------ Texto fornecido
Parentes em defesa da Amazônia: Mulheres extrativistas, quilombolas e indígenas reunidas e renomeadas

Guardiãs da floresta, elas compartilham lutas e responsabilidades na proteção de territórios, culturas e de modos de vida que mantêm uma relação indissociável com o lugar onde vivem, com os lares coletivos que dependem do meio ambiente para existir

Rosane Steinbrenner, Manoela Karipuna, Sandra Regina Gonçalves e Queila Couto. Foto: Janine Valente / Museu Emílio Goeldi
Rosane Steinbrenner, Manoela Karipuna, Sandra Regina Gonçalves e Queila Couto. Foto: Janine Valente / Museu Emílio Goeldi
Rosane Steinbrenner, Manoela Karipuna, Sandra Regina Gonçalves e Queila Couto. Foto: Janine Valente / Museu Emílio Goeldi

Rosane Steinbrenner, Manoela Karipuna, Sandra Regina Gonçalves e Queila Couto. Foto: Janine Valente / Museu Emílio Goeldi

O que uma quilombola, uma indígena e uma extrativista têm em comum? Todas são mulheres, todas são líderes, todas são guardiãs de suas famílias, de suas comunidades e de seus territórios. Todas vivem na Amazônia. E, agora, todas estão se identificando por uma palavra que é, ao mesmo tempo, uma “forma de tratamento” e um símbolo da luta que as une. Elas são “parentes”.

Uma conexão que não é sanguínea ou forjada na convivência partilhada num mesmo núcleo familiar. A palavra que sempre foi usada como sinônimo de “um de nós” entre os povos indígenas no Brasil se amplia para receber aqueles que compartilham a mesma luta: a defesa e a proteção da Amazônia.

Queila Couto é mestre em direito e assessora Jurídica da coordenação das Associações das Comunidades Remanescentes de Quilombolas do Pará (Malungu). Sandra Regina Gonçalves é representante da Comissão Nacional de Fortalecimento das Reservas Extrativistas Costeiras e Marinhas (Confrem). Manoela Karipuna é doutoranda em Sociologia e Antropologia, além de conselheira da Associação dos Povos Indígenas Estudantes da Universidade Federal do Pará (APYEUFPA).

Essas mulheres latinas, afroindígenas, amazônidas se encontraram na gravação do PodCast do Projeto Experimental Cumbuca da Ciência, uma parceria da RadioWeb da Faculdade de Comunicação da Universidade Federal do Pará (Facom/UFPA) com o Museu Paraense Emílio Goeldi “testada” durante a realização da 76ª Reunião Anual da Sociedade Brasileira para o Progresso da Ciência (SBPC), que aconteceu na Universidade Federal do Pará (UFPA), de 7 a 13 de julho de 2024.

Elas, que abraçam tantas identidades, conversaram sobre seus desafios e, ao se referirem umas às outras, evocaram o título de “parente”.

Para Queila, há uma proximidade nesse vocábulo, uma familiaridade e afetividade que são cotidianas dentro das comunidades quilombolas. “Porque ali a coletividade está entrelaçada com a nossa família, porque ali todos são parentes, uma grande família”.
------------
------ Material fornecido
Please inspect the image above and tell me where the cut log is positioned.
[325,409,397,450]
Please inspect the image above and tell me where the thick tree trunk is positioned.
------------
_Tarefas a realizar_
1) Transcreva literalmente o trecho do texto sobre as mulheres defensoras da Amazônia que vai de "Essas mulheres latinas, afroindígenas, amazônidas" até "julho de 2024.", inclusive.
2) Responda com base no texto sobre as mulheres defensoras da Amazônia:
(a) De qual entidade Queila Couto é assessora jurídica?
(b) Em que período ocorreu a 76ª Reunião Anual da SBPC?
(c) Entre quais povos a palavra "parente" sempre foi usada como sinônimo de "um de nós"?
3) Dê continuidade ao texto sobre as mulheres que se chamam de parentes na defesa da Amazônia, a partir do ponto em que ele termina.
O material vem de outra fonte.

_Respostas por tarefa_
1)
Essas mulheres latinas, afroindígenas, amazônidas se encontraram na gravação do PodCast do Projeto Experimental Cumbuca da Ciência, uma parceria da RadioWeb da Faculdade de Comunicação da Universidade Federal do Pará (Facom/UFPA) com o Museu Paraense Emílio Goeldi “testada” durante a realização da 76ª Reunião Anual da Sociedade Brasileira para o Progresso da Ciência (SBPC), que aconteceu na Universidade Federal do Pará (UFPA), de 7 a 13 de julho de 2024.

2)
(a) Da coordenação das Associações das Comunidades Remanescentes de Quilombolas do Pará (Malungu).
(b) De 7 a 13 de julho de 2024.
(c) Entre os povos indígenas no Brasil.

3)
Queila Couto, mestre em direito e assessora Jurídica da coordenação das Associações das Comunidades Remanescentes de Quilombolas do Pará. Foto: Janine Valente / Museu Emílio Goeldi

Queila Couto, mestre em direito e assessora Jurídica da coordenação das Associações das Comunidades Remanescentes de Quilombolas do Pará. Foto: Janine Valente / Museu Emílio Goeldi

Transformando os indivíduos em coletivos

A quilombola acredita que essa é “uma família que se amplia para quem ‘tem a mesma luta’, se identifica com a causa, é sensível com as demandas, a cultura e as problemáticas existentes dentro das nossas comunidades e dos nossos territórios. A gente pode se considerar como parente porque está lá para ouvir e também para dialogar e apontar possibilidades que podem auxiliar…e aí a gente vai formando uma grande corrente, uma grande família. [Por isso] a gente pode, então, considerar essas pessoas também como parentes”.

Por sua vez, Sandra Regina Gonçalves reforça que todo grupamento extrativista é extremamente marcado pela ideia de coletivo, por isso, a palavra “parente”, então, vem sempre carregada de sentimento e proximidade.

“Para nós que somos de unidades de conservação marinha ou florestal está claro que nada é individual, tudo é coletivo. Os mesmos direitos que eu tenho, os demais têm. Se forem duas, três, …15 mil famílias que compartilham o território naquela unidade de conservação. Um parente para nós significa muito…o aconchego, o carinho…então, inclusive, temos uma senhora da minha unidade, ela chama assim: ‘vem cá parente’, quero ‘sentar na tua ‘ilharga’…usamos muito [essa palavra]..na minha cidade, usamos muito essa palavra. Não importa se você faz parte do meu ciclo familiar, se você está dentro do meu território, você é meu parente. E, para nós, isso é muito importante”.

O vocábulo adotado pelas comunidades tradicionais já era conhecido entre os povos indígenas para se referir uns aos outros. Já era um marcador de uma identidade que, agora, se amplia impulsionada por desafios compartilhados.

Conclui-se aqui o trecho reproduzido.